─── TRECHO PARA LEITURA ───

EXEQUENTE: IRINEU CARLOS ANGONESE (adv. Régis Rodrigues Ribêiro)
EXECUTADO: NEURI SILVEIRA
Vistos.
Trata-se de execução ajuizada por Irineu Carlos Angonese contra Neuri Silveira, qualificados nos autos.
A inicial foi recebida ao Id. 41817666, determinando a citação do executada para efetuar o pagamento da dívida.
Citação frutífera ao Id. 104499695.
O exequente requereu a penhora de imóvel urbano, sendo deferido ao Id. 117468622.
Auto de penhora e avaliação aportado ao Id. 194760524.
O executado opôs embargos a execução ao Id. 196946531.
Houve impugnação pela parte exequente ao Id. 197660091.
Ao Id. 205789344 a parte executada reiterou o pedido.
É o relato do necessário.
Decido.
Na hipótese dos autos, o executado apresentou ao Id. 173707253 embargos a execução, na forma de petição, almejando a discussão do título executivo extrajudicial, sem se atentar que deveria proceder á distribuição do feito.
Art. 914, § 1º, do CPC, assim dispõe:
“Art. 914. O executado, independentemente de penhora, depósito ou caução, poderá se opor à execução por meio de embargos.
§ 1º Os embargos à execução serão distribuídos por dependência, autuados em apartado e instruídos com cópias das peças processuais relevantes, que poderão ser declaradas autênticas pelo próprio advogado, sob sua responsabilidade pessoal.”

───

Reproduza o trecho da decisão sobre a execução de "Auto de penhora" até "distribuição do feito.".

─── REGISTROS ───

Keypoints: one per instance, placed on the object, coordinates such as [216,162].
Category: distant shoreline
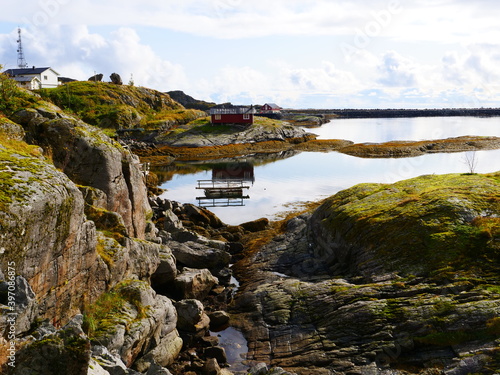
[398,113]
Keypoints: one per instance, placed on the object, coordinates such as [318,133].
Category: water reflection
[413,129]
[228,185]
[286,178]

───

**RESPOSTA FINAL**:
Auto de penhora e avaliação aportado ao Id. 194760524.
O executado opôs embargos a execução ao Id. 196946531.
Houve impugnação pela parte exequente ao Id. 197660091.
Ao Id. 205789344 a parte executada reiterou o pedido.
É o relato do necessário.
Decido.
Na hipótese dos autos, o executado apresentou ao Id. 173707253 embargos a execução, na forma de petição, almejando a discussão do título executivo extrajudicial, sem se atentar que deveria proceder á distribuição do feito.